### Instruction
Update the records from the line containing "Our client has asked us to pinpoint the stainless" through the end of the records, replacing "coordinates" with "pixel coordinates" and leaving everything else unchanged.

### Input data
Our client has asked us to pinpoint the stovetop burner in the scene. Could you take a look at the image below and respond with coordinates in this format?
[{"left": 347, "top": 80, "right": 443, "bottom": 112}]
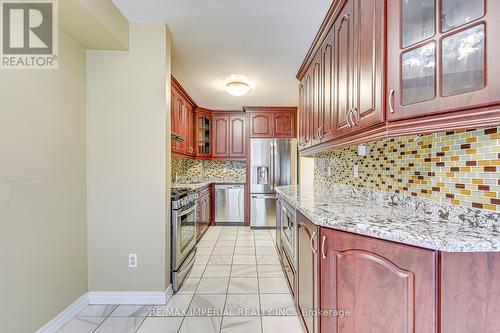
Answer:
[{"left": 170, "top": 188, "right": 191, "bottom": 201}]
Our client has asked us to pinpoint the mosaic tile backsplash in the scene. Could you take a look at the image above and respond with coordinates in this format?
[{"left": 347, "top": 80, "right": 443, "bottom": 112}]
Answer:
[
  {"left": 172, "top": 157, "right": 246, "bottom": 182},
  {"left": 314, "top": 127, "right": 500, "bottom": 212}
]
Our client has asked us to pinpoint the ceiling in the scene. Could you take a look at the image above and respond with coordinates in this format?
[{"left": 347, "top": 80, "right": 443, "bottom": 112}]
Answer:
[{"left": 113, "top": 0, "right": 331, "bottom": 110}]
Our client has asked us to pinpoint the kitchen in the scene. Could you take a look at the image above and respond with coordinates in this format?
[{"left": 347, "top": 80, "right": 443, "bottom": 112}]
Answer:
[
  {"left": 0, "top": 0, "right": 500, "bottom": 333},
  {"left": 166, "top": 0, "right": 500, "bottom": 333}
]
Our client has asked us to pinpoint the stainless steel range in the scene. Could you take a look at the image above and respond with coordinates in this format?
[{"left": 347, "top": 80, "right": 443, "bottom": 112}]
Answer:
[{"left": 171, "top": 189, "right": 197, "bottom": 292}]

### Answer to this problem
Our client has asked us to pinpoint the stainless steel range in the scene. Could you take a look at the image above and respond with pixel coordinates in this format?
[{"left": 347, "top": 80, "right": 443, "bottom": 112}]
Answer:
[{"left": 171, "top": 189, "right": 197, "bottom": 292}]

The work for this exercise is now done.